Give every line below again, exactly.

Location identification items:
------------

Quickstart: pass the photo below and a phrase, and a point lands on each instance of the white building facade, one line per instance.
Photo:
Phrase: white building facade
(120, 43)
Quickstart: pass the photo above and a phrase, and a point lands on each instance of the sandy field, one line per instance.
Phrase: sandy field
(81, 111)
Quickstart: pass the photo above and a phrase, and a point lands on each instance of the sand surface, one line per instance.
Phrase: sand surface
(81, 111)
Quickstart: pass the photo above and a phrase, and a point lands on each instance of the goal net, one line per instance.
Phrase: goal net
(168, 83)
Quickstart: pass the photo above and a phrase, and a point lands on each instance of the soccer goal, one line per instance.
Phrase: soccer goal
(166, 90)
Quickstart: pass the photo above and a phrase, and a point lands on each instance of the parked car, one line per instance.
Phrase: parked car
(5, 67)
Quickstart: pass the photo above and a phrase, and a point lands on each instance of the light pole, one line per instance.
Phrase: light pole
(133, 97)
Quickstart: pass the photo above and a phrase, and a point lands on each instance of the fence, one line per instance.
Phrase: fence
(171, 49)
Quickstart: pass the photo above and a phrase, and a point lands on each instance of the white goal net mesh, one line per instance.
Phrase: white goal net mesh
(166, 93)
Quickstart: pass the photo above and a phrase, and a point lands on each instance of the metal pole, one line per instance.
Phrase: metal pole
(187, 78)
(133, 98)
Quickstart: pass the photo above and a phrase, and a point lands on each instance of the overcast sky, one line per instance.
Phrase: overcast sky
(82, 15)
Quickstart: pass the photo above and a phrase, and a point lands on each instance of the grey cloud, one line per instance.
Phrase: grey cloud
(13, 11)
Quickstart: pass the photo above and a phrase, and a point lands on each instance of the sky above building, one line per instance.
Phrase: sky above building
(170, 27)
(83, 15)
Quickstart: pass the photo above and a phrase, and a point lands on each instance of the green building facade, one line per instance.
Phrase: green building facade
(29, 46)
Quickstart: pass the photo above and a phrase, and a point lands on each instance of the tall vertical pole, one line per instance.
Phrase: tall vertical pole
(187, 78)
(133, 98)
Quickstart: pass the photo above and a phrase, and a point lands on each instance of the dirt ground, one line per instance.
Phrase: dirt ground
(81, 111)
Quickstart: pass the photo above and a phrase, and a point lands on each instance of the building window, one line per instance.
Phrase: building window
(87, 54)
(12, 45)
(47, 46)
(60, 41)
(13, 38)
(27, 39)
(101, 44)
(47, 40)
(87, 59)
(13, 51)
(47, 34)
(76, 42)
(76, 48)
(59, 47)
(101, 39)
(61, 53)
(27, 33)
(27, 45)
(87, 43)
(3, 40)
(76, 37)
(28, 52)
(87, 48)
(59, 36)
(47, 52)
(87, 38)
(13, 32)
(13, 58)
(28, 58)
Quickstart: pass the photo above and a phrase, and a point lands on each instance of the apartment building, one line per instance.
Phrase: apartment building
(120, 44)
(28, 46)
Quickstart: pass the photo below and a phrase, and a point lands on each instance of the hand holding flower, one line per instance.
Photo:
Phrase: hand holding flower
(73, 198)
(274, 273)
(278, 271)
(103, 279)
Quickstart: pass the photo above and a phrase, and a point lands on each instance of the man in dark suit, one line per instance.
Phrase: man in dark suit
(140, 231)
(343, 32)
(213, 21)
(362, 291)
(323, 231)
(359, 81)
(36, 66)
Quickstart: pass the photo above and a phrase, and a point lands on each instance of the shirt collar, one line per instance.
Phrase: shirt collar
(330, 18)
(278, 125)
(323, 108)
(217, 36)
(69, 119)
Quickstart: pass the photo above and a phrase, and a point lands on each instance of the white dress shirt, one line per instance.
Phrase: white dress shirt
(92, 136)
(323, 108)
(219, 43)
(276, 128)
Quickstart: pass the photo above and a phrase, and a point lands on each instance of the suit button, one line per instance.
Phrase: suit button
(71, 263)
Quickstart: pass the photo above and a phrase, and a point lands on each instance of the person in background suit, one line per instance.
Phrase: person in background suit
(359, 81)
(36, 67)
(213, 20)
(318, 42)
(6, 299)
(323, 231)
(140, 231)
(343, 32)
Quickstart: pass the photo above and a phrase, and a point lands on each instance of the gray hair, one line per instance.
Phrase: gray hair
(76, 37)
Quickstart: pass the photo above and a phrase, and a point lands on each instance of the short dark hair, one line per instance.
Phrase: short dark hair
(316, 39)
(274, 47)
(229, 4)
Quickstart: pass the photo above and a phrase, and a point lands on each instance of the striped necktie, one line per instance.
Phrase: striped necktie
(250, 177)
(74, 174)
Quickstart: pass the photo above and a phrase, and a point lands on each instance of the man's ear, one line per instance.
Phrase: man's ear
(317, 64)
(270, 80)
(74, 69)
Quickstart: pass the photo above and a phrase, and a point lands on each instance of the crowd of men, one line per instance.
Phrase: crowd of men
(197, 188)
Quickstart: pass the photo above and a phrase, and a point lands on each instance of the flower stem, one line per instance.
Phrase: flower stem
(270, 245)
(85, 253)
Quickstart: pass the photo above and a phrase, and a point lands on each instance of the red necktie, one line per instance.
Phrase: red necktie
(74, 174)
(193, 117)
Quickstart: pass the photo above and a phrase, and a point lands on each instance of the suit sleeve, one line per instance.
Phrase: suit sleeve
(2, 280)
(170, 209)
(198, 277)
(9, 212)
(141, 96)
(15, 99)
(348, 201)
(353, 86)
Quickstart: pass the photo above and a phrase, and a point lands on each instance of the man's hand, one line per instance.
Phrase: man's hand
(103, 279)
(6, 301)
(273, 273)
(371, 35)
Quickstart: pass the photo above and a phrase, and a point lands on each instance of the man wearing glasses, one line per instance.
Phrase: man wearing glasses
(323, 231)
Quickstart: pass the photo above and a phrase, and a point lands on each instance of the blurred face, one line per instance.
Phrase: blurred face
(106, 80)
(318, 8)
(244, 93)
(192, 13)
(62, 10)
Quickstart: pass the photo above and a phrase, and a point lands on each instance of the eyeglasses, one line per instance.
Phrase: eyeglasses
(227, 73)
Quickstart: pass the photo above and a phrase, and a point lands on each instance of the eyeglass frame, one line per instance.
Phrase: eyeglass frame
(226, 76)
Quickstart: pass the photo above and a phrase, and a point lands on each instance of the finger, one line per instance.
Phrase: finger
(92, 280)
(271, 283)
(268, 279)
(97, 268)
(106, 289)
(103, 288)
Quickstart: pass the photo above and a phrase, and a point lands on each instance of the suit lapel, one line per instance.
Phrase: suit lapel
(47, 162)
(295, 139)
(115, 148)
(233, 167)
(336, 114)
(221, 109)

------------

Answer for the task:
Quickstart: pass the photo below and a phrase, and a point lands on each instance of the white building facade, one line per instance.
Photo:
Phrase: white building facade
(120, 43)
Quickstart: pass the photo above and a phrase, and a point lands on each instance of the sandy field, one line per instance.
Phrase: sandy field
(81, 111)
Quickstart: pass the photo above and a phrase, and a point lands on each instance of the sand surface, one line per instance.
Phrase: sand surface
(81, 111)
Quickstart: pass the photo above and a phrase, and a point lands on each instance of the goal net, one line per instance.
Phrase: goal net
(168, 83)
Quickstart: pass the photo above and a phrase, and a point lands on each instance of the soccer goal, one line per instance.
Phrase: soccer goal
(166, 90)
Quickstart: pass the photo above and a phrase, and a point lands on each instance of the parked car, one line per instance.
Phrase: parked car
(5, 67)
Quickstart: pass the photo above and a phrase, and a point lands on each instance of the light pole, one line per instance.
Phrase: light pole
(133, 97)
Quickstart: pass the photo above and a phrase, and a point lands on each instance of the fence, one line per instance.
Phrase: fence
(171, 49)
Quickstart: pass the photo above and a phrase, and a point lands on each instance of the white goal net mesh, one line per instance.
Phrase: white goal net mesh
(166, 93)
Quickstart: pass the photo above and a phrase, and a point lands on each instance of the metal pole, one line per instance.
Phrase: metal pole
(187, 78)
(133, 98)
Quickstart: pass the photo above and a phrase, and a point lands on each instance of the overcast sky, one line per instance.
Phrase: overcast sky
(82, 15)
Quickstart: pass the photo above and a phrase, and a point lands on each instance of the grey cloud, one line per instance.
Phrase: grey cloud
(13, 11)
Quickstart: pass the photo above and a phrase, and a point lands on each instance of the sky above building, one line per instance.
Phrase: sky above building
(170, 27)
(83, 15)
Quickstart: pass the photo above and a phrase, and a point lands on each instance of the green building facade, one line per instance.
Phrase: green building facade
(29, 46)
Quickstart: pass the photo above and a phrase, and a point lands on each instance of the tall vertical pole, one line per instance.
Phrase: tall vertical pole
(187, 78)
(133, 98)
Quickstart: pass the photo above and a phrase, and a point lands on each instance of the dirt ground, one line per instance.
Phrase: dirt ground
(81, 111)
Quickstart: pass the photo above and a phrase, and a point lands on each instance of the building window, one line per instance.
Phrase: building window
(87, 54)
(12, 45)
(47, 46)
(60, 41)
(13, 38)
(27, 39)
(101, 44)
(47, 40)
(87, 59)
(13, 51)
(47, 34)
(76, 42)
(76, 48)
(59, 47)
(101, 39)
(61, 53)
(27, 33)
(27, 45)
(87, 43)
(3, 40)
(76, 37)
(28, 52)
(87, 48)
(59, 36)
(47, 52)
(87, 38)
(13, 32)
(13, 58)
(28, 58)
Quickstart: pass the photo above and a phrase, and a point lands on each instance of the apartment building, one line per instance.
Phrase: apartment building
(120, 44)
(28, 46)
Quickstart: pass the photo below and a phrase, and a point lands on each instance of the hand holding flower, one line per instance.
Photo:
Phrase: hand holding flower
(73, 198)
(274, 273)
(278, 271)
(103, 279)
Quickstart: pass the photo above and a phrase, and a point lands on each instance of the man in dark suit, one line per instance.
Phrase: man in dark suit
(140, 231)
(343, 32)
(213, 21)
(362, 291)
(323, 231)
(359, 81)
(36, 66)
Quickstart: pass the photo above and a phrase, and a point lands on each instance of the shirt collar, one line per instance.
Phrase: shirt collar
(330, 18)
(278, 125)
(323, 108)
(217, 36)
(69, 119)
Quickstart: pass the photo above and a phrase, and a point lands on each instance of the white dress shirt, one line per instance.
Phrase: white dress shirt
(92, 136)
(323, 108)
(219, 43)
(276, 128)
Quickstart: pass the photo above and a phrase, and a point lands on each instance of the suit button, one line per instance.
Phrase: suit button
(71, 263)
Quickstart: pass the photo above and a phrase, and a point lands on each instance of the person in background suit, one line per instance.
Phrase: person in background suit
(359, 81)
(36, 67)
(213, 20)
(318, 42)
(6, 299)
(323, 231)
(140, 231)
(343, 32)
Quickstart: pass the photo above and a phrase, and a point lands on each instance of the gray hair, one line per instance.
Phrase: gray hair
(76, 37)
Quickstart: pass the photo above and a phrase, and a point lands on each instance of the short dark hair, one line per instance.
Phrase: short dark hair
(316, 39)
(274, 47)
(229, 4)
Quickstart: pass the photo above and a phrase, and a point lands on each instance of the striped necktie, one line per instance.
Phrase: striped necktie
(250, 177)
(74, 174)
Quickstart: pass the photo above and a phrase, and a point lands on each instance of the man's ear, one line per instance.
Phrase: man's ear
(317, 64)
(270, 80)
(74, 69)
Quickstart: pass the photo above and a phrase, and a point lands on each instance of the crowd of men, one line per instance.
Phrase: crowd of men
(197, 188)
Quickstart: pass the photo above and a phrase, and a point lands on each instance of the flower stem, one line per instance.
Phrase: flower stem
(270, 245)
(85, 253)
Quickstart: pass the photo above and a phrase, and a point lands on each instance of the red necktie, one line per instance.
Phrase: red necktie
(74, 174)
(193, 117)
Quickstart: pass the photo above and a phrase, and a point lands on each instance of the suit sleeve, one line per instance.
Phrase: suit sleeve
(2, 280)
(170, 209)
(198, 277)
(9, 212)
(141, 96)
(15, 99)
(348, 201)
(353, 86)
Quickstart: pass the photo above and a phrase, and a point lands on each instance of the man's hand, one line per instance.
Phrase: man's hand
(103, 279)
(6, 301)
(273, 273)
(371, 35)
Quickstart: pass the photo above and a phrase, and a point lands on each instance of the man wearing glasses, one line per instance.
Phrase: man wearing glasses
(323, 231)
Quickstart: pass the photo above and a phrase, and a point lands on each instance of the blurred face, one line per instance.
Phrase: blurred face
(106, 80)
(318, 8)
(244, 93)
(192, 13)
(62, 10)
Quickstart: pass the photo above and a phrase, and a point lands on each instance of the eyeglasses, one line per instance.
Phrase: eyeglasses
(227, 73)
Quickstart: pass the photo above and a phrase, and a point lands on each instance of the eyeglass frame, one line per instance.
Phrase: eyeglass frame
(226, 76)
Quickstart: pass the photo above and a phrase, and a point lands on each instance of the finger, one line per instance.
Phrase: finger
(92, 280)
(271, 283)
(268, 279)
(97, 268)
(106, 289)
(103, 288)
Quickstart: pass the photo above and a phrase, and a point lands on each instance of the suit lapel, one line per instance.
Phrase: suit lapel
(47, 162)
(295, 139)
(115, 148)
(233, 167)
(336, 114)
(221, 109)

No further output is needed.